The two schools are less than four miles apart. But what separates Lower Merion High from Overbrook High is more than distance.
On a balmy night in early September, the parents of new freshmen are streaming through Lower Merion’s gleaming glass doors. They file down the halls into a soaring auditorium that smells like a new car. There, Principal Sean Hughes welcomes them to a brand new building and a world of high expectations.
“There’s a pool, there’s a greenhouse, there’s a courtyard. All of the classrooms are state-of-the-art, with the kind of technology you’d expect to find at a university,” he said. Lower Merion is the region’s highest-spending district, and it shows. But tonight, Hughes and his staff spend almost no time talking about their impressive new facility.
Instead, they talk about people. For a full hour, they lay out the web of support that helps keep the school’s graduation rates near 100 percent, with eight out of ten graduates going to four-year colleges.
They describe supervised study halls, teachers’ office hours, and a battery of counselors and services. They introduce online report cards and assignment guides. They promise every child a personal counselor, scheduled guidance meetings, and a laptop computer to access the school’s digital network.
In the audience is Juanita Kerber, a new resident whose daughter just finished four happy years at a Philadelphia public school, Greenfield Elementary. Her qualms about the transition didn’t last long. “I met with her guidance counselor last week,” Kerber said. “And she said to Jasmine, ‘With your grades, have you ever considered honors classes?’ Instantly, I felt that the support was here to make you better than what you are.”
Also here are Sharon and Jerry Jacobs, who are sending their second child to Lower Merion. “The school won’t let the kids fall through the cracks,” said Sharon. “They’ve got the resources, and the expectation is for them to live up to their abilities.”

*DATASET*:

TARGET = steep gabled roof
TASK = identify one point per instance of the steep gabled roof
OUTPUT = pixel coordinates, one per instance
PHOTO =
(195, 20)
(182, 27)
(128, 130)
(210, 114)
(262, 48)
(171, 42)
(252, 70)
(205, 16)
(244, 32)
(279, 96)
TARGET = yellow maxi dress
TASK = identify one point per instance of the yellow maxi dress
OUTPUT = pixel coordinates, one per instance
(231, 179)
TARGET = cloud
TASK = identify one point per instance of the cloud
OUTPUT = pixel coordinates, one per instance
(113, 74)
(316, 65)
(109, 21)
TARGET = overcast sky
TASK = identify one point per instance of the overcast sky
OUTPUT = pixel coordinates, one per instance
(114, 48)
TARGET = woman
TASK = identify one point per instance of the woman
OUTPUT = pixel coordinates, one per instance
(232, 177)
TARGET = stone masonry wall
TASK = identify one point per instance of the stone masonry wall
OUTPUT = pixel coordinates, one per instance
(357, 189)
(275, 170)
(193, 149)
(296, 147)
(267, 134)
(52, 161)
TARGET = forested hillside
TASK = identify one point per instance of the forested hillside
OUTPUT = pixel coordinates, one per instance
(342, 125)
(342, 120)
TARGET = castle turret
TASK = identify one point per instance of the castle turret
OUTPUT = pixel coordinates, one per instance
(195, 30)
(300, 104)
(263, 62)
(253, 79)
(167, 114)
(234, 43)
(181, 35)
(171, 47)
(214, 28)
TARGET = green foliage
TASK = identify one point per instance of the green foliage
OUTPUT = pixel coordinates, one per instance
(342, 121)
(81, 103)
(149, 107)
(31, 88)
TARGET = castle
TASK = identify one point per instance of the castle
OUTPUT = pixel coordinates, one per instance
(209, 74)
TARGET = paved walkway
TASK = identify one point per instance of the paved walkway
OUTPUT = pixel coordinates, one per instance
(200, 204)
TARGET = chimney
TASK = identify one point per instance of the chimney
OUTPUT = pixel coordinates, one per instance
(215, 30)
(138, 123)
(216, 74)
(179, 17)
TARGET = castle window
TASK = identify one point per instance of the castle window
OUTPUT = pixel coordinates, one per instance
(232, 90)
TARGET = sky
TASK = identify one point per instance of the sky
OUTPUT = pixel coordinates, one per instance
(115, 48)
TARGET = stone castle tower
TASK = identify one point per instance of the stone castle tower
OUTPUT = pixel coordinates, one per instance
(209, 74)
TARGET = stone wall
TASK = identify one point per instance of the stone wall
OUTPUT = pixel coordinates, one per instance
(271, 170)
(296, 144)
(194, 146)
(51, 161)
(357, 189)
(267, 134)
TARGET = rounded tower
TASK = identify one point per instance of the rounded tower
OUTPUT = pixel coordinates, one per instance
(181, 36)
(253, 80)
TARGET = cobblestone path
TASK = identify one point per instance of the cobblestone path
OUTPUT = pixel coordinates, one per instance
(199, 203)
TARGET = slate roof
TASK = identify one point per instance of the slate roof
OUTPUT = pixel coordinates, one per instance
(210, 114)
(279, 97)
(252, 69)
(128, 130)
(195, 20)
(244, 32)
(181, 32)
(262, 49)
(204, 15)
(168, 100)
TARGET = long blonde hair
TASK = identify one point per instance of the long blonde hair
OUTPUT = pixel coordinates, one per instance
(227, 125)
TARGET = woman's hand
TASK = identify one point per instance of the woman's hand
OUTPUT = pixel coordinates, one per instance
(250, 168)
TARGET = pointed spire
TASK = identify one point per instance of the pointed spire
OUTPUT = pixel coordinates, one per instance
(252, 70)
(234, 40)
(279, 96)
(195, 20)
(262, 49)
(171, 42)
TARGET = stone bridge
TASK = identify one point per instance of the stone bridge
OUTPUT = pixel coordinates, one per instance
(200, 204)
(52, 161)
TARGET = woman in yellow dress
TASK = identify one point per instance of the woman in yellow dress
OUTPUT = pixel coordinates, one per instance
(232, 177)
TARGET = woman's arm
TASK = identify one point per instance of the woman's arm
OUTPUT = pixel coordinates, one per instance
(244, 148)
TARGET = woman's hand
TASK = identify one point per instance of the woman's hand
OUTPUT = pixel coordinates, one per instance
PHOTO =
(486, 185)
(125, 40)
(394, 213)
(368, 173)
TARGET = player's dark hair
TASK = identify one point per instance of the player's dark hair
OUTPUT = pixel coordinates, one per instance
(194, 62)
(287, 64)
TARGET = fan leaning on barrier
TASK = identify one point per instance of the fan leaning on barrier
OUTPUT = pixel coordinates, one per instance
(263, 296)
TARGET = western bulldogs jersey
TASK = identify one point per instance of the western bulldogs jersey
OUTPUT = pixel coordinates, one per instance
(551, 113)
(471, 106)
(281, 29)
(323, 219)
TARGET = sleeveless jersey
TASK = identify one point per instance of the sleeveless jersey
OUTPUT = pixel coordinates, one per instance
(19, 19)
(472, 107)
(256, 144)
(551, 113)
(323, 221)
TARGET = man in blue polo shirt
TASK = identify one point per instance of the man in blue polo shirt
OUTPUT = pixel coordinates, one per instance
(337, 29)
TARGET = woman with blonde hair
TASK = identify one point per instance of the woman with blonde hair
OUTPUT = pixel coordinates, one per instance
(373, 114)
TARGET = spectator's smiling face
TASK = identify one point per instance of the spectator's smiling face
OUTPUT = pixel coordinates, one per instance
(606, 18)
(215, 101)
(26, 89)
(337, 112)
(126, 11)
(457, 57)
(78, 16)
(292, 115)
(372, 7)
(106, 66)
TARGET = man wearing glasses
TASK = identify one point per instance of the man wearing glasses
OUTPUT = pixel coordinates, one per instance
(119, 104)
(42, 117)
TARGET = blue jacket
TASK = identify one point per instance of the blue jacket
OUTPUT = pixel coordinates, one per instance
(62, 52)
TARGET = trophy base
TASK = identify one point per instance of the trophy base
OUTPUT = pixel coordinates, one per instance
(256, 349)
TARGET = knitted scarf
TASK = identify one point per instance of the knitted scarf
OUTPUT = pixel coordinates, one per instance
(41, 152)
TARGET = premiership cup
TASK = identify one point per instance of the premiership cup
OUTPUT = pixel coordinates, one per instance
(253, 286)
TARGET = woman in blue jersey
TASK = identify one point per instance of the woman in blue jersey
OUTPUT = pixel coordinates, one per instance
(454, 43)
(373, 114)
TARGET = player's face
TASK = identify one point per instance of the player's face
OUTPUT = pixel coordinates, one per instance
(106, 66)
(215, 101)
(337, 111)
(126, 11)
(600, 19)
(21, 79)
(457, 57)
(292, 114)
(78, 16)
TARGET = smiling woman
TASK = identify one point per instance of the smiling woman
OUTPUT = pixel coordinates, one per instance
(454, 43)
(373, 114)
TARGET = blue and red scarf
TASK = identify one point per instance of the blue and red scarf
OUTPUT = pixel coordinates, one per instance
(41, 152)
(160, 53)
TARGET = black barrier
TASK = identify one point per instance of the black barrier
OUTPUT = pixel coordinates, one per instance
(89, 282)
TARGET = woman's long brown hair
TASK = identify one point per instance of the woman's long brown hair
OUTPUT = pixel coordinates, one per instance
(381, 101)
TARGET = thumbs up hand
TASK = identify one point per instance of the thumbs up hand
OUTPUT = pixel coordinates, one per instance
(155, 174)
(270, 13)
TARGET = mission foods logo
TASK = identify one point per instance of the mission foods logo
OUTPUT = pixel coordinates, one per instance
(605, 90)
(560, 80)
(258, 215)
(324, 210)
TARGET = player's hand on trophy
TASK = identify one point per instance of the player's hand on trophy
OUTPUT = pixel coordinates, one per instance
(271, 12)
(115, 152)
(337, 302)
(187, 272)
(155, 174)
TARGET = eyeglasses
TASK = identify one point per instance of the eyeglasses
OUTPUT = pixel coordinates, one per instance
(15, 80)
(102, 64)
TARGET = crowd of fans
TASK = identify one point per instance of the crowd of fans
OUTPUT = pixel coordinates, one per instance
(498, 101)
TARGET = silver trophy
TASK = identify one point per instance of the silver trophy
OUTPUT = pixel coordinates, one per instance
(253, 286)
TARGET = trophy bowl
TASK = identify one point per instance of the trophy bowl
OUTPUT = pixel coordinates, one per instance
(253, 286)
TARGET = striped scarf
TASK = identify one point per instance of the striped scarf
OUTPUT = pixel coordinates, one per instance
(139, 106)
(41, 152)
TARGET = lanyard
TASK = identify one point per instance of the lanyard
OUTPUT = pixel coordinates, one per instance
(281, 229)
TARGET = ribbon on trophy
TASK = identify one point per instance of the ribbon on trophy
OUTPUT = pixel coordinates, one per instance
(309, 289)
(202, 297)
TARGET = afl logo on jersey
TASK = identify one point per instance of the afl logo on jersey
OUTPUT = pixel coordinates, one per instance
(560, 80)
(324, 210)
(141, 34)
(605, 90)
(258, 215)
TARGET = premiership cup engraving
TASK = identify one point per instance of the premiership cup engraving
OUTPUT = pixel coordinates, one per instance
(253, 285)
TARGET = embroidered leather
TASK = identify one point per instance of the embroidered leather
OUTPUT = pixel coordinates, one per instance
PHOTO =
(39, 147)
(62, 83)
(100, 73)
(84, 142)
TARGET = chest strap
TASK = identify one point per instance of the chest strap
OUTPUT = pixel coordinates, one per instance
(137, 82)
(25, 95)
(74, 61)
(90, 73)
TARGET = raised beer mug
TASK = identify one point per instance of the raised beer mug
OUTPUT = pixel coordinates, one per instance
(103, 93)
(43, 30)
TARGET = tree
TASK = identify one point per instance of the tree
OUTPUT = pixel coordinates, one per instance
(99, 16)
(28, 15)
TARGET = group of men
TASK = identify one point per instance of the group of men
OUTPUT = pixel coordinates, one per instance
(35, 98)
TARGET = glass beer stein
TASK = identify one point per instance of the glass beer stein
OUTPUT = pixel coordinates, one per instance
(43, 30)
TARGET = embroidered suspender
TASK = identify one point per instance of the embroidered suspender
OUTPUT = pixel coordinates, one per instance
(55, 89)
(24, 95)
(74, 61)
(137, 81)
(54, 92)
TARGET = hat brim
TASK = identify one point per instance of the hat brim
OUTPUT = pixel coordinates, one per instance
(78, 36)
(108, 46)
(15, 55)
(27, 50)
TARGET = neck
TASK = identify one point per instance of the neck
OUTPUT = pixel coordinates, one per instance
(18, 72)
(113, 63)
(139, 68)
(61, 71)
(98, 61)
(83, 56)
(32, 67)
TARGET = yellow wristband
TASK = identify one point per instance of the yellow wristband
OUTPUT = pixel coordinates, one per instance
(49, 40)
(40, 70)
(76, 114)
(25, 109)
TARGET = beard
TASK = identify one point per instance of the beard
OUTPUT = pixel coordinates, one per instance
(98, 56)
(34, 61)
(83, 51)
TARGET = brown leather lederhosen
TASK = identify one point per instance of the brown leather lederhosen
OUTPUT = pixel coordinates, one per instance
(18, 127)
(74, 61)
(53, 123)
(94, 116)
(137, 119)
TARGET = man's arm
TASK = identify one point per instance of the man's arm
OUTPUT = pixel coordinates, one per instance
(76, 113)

*YOUR TASKS*:
1) Write out everything in the Lower Merion article from "On a balmy night" down to "of high expectations.".
2) Answer from the Lower Merion article:
(a) How far apart are the two schools?
(b) How many out of ten graduates go on to four-year colleges?
(c) Which school did Juanita Kerber's daughter attend before?
3) Continue the Lower Merion article from its last sentence.
The records have nothing to do with the Lower Merion article.

*TASK-BY-TASK ANSWERS*:
1)
On a balmy night in early September, the parents of new freshmen are streaming through Lower Merion’s gleaming glass doors. They file down the halls into a soaring auditorium that smells like a new car. There, Principal Sean Hughes welcomes them to a brand new building and a world of high expectations.

2)
(a) Less than four miles
(b) Eight
(c) Greenfield Elementary, a Philadelphia public school

3)
“Nobody likes paying taxes,” he said. But the school’s high quality draws people, and “the property values more than compensate for the investments.”
In nearby Ardmore, Alicia Goff lives with her father in a modest twin on a quiet street. The Lower Merion senior is happy in school and excited about her prospects. But she says her story could have been much different if the district hadn’t intervened in middle school, when her reading problems emerged. Her teachers steered her into a special class. “I hated it,” she said. “But it worked. I’m really grateful for that.”
Once in high school, focused attention and a carefully constructed curriculum got her past her academic problems. “They do consistency,” said her father, Roger. “And they can afford to sustain it, where other schools would just let it fall apart.”
Alicia knows she’s fortunate. “I have friends in the Philly system,” she said. “My friend was telling me about the cafeteria in her school. A bunch of the stools were broken, and there was nowhere to sit. The school would say, ‘We had to spend the money on textbooks.’
“It’s a whole different world,” said Alicia – just a few minutes away.
Markeeta Hudgens agrees. “Lower Merion is not far from Overbrook High School – not far at all,” she said. “How can you be not even 10 minutes away from another school, and have so much less?”
Hudgens, who graduated from Overbrook last June, is asking a profound question.
Wealthy, White suburban school districts abut poor ones serving students of color all over the country, and it’s common to see stark differences in their property values and their ability to raise taxes to pay for schools.
Years of government policies at all levels played a role in those divides, though they sometimes seem like part of the natural order. But many young people, like Hudgens, see the unfairness in it.
Now, a few days after Labor Day, she’s sitting in a lounge at Cheyney University. College was a priority she set for herself. “I know it sounds crazy, but in many people’s lives, we don’t have people pushing us,” she said. “Even our parents.”
Hudgens credits Overbrook with providing just enough. Honors classes honed her writing skills. Hard-working teachers gave her respect and support. Advisors in the Student Success Center – a room with a handful of computers and a small staff, funded by a federal grant, open to students on their lunch breaks – guided her through college applications. “It would have been hard, doing it alone,” she said. “It would have got done, but maybe not in this way.”
But she also feels keenly that at a school with a 47 percent graduation rate, she’s the exception, not the rule.
“Kids get scared. They don’t know if they can make it,” she said. “With their fear, they pull out.”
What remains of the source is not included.